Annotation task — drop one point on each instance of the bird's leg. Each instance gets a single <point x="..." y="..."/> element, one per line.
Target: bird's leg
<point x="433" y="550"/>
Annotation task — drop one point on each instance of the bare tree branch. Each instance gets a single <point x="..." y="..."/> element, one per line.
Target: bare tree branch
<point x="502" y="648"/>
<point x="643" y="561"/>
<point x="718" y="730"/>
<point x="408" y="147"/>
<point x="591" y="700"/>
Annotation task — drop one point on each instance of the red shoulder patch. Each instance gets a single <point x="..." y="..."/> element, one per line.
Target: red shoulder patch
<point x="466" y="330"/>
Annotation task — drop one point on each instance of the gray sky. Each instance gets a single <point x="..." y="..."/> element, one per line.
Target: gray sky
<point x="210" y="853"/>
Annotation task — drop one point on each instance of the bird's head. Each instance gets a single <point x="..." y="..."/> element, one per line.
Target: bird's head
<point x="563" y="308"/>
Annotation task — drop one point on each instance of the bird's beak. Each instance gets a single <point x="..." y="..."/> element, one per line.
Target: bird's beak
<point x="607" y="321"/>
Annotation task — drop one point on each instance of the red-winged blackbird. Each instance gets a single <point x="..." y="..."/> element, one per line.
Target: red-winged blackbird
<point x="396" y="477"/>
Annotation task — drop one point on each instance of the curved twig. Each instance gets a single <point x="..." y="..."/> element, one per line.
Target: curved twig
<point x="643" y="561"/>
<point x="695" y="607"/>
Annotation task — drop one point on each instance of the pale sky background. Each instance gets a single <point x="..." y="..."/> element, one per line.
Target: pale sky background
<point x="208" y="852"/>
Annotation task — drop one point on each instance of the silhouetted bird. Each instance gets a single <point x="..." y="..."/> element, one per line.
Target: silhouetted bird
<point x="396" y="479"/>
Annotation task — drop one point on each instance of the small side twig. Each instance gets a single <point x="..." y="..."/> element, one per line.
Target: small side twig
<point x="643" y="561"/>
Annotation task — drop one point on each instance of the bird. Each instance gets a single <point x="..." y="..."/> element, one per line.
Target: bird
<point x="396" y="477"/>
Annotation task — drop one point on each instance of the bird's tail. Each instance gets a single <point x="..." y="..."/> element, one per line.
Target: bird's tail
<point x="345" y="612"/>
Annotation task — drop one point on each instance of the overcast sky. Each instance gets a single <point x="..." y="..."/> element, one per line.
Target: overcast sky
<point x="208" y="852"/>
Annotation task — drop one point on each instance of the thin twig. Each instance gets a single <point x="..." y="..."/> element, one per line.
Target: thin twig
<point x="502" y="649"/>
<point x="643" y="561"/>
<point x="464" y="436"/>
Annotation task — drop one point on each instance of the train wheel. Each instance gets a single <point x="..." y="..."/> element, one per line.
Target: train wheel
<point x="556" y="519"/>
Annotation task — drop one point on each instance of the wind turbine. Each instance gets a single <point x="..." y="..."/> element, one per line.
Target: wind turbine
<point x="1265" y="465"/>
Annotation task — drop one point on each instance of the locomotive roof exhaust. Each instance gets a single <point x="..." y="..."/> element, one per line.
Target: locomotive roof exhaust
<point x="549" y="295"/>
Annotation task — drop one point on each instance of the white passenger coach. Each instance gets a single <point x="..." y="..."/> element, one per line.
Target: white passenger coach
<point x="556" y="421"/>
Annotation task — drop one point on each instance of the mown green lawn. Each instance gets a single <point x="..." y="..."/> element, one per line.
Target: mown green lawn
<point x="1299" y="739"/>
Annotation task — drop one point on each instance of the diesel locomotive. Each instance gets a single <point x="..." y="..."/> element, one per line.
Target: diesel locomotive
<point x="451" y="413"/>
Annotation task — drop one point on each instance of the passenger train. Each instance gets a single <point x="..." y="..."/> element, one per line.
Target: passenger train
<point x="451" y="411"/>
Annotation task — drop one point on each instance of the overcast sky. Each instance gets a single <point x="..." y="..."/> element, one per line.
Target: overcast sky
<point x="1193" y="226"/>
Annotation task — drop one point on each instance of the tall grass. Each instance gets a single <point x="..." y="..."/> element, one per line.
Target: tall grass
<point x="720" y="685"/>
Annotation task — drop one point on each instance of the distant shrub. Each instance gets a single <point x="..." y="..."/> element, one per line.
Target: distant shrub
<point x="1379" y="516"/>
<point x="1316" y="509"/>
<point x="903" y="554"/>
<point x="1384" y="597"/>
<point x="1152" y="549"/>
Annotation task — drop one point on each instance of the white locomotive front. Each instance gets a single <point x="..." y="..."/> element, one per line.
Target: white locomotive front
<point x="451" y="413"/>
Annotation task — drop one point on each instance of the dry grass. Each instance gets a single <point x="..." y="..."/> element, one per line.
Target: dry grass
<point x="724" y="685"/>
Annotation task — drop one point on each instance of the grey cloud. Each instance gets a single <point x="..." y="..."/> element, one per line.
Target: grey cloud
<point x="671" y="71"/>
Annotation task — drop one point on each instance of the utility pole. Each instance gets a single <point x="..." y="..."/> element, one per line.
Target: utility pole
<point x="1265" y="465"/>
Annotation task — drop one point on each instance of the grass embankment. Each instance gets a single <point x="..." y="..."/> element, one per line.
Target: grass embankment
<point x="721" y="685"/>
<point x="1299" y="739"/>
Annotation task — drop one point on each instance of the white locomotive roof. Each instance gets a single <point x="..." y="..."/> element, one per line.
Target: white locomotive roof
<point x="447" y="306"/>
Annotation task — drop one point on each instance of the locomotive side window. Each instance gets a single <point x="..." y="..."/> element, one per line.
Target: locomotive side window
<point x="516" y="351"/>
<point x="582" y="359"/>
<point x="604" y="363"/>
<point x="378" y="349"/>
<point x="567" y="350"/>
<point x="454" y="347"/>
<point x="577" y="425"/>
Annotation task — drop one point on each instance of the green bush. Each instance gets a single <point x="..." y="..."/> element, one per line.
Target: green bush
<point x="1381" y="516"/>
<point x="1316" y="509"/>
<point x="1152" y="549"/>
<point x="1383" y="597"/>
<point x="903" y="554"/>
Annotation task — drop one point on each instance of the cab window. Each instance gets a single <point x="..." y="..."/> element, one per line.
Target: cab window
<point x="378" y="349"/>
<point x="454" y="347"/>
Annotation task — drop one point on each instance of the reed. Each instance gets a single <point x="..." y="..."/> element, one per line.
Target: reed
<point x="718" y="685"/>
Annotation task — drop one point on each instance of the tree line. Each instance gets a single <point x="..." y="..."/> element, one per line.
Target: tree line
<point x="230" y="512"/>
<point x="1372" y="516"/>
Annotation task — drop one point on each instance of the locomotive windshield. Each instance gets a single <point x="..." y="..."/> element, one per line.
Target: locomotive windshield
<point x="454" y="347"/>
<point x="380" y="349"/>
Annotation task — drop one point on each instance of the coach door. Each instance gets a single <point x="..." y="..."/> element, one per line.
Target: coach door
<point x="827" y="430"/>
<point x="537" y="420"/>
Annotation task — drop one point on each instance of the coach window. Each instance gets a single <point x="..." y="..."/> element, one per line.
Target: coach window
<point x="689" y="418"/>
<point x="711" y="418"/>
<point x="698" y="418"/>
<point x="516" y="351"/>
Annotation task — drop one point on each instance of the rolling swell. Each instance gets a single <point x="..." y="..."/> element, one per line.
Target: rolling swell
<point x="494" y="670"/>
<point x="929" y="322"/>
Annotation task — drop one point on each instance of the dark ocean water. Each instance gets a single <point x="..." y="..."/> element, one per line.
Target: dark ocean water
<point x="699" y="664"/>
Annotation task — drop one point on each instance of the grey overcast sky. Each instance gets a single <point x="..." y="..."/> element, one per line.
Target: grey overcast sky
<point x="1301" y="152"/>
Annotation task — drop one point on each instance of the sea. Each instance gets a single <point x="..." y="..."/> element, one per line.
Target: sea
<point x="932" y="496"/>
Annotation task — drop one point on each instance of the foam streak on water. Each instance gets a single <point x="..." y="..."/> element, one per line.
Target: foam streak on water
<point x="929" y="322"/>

******************************

Reproduce precisely the span of lines that begins at the line containing "the coach window." and ends with the last line of the listing.

> _Worked answer_:
Annotation task — drop one point on each instance of the coach window. Each instance gets a single <point x="..." y="..."/> element, one per line.
Target: coach window
<point x="689" y="418"/>
<point x="711" y="418"/>
<point x="698" y="418"/>
<point x="516" y="351"/>
Annotation task — drop one point on each instance of the rolling swell. Each instance gets a single <point x="..." y="..."/> element, one per line.
Target: rolling swell
<point x="494" y="670"/>
<point x="929" y="322"/>
Annotation task — drop one point on each instance of the dark ocean water. Each instance gets a single <point x="..." y="..."/> element, one per line.
Target: dark ocean water
<point x="699" y="664"/>
Annotation task — drop one point on each instance of the grey overcast sky. Each instance gets a single <point x="..." y="..."/> element, one per line.
Target: grey overcast sky
<point x="1301" y="152"/>
Annotation task — drop one point on each instance of the sea. Each instance gets a single <point x="..." y="..."/> element, one per line.
Target: sea
<point x="932" y="496"/>
Annotation task — drop one point on each instance of the foam streak on water. Each instance gets a single <point x="..." y="..."/> element, one per line.
Target: foam streak on water
<point x="929" y="322"/>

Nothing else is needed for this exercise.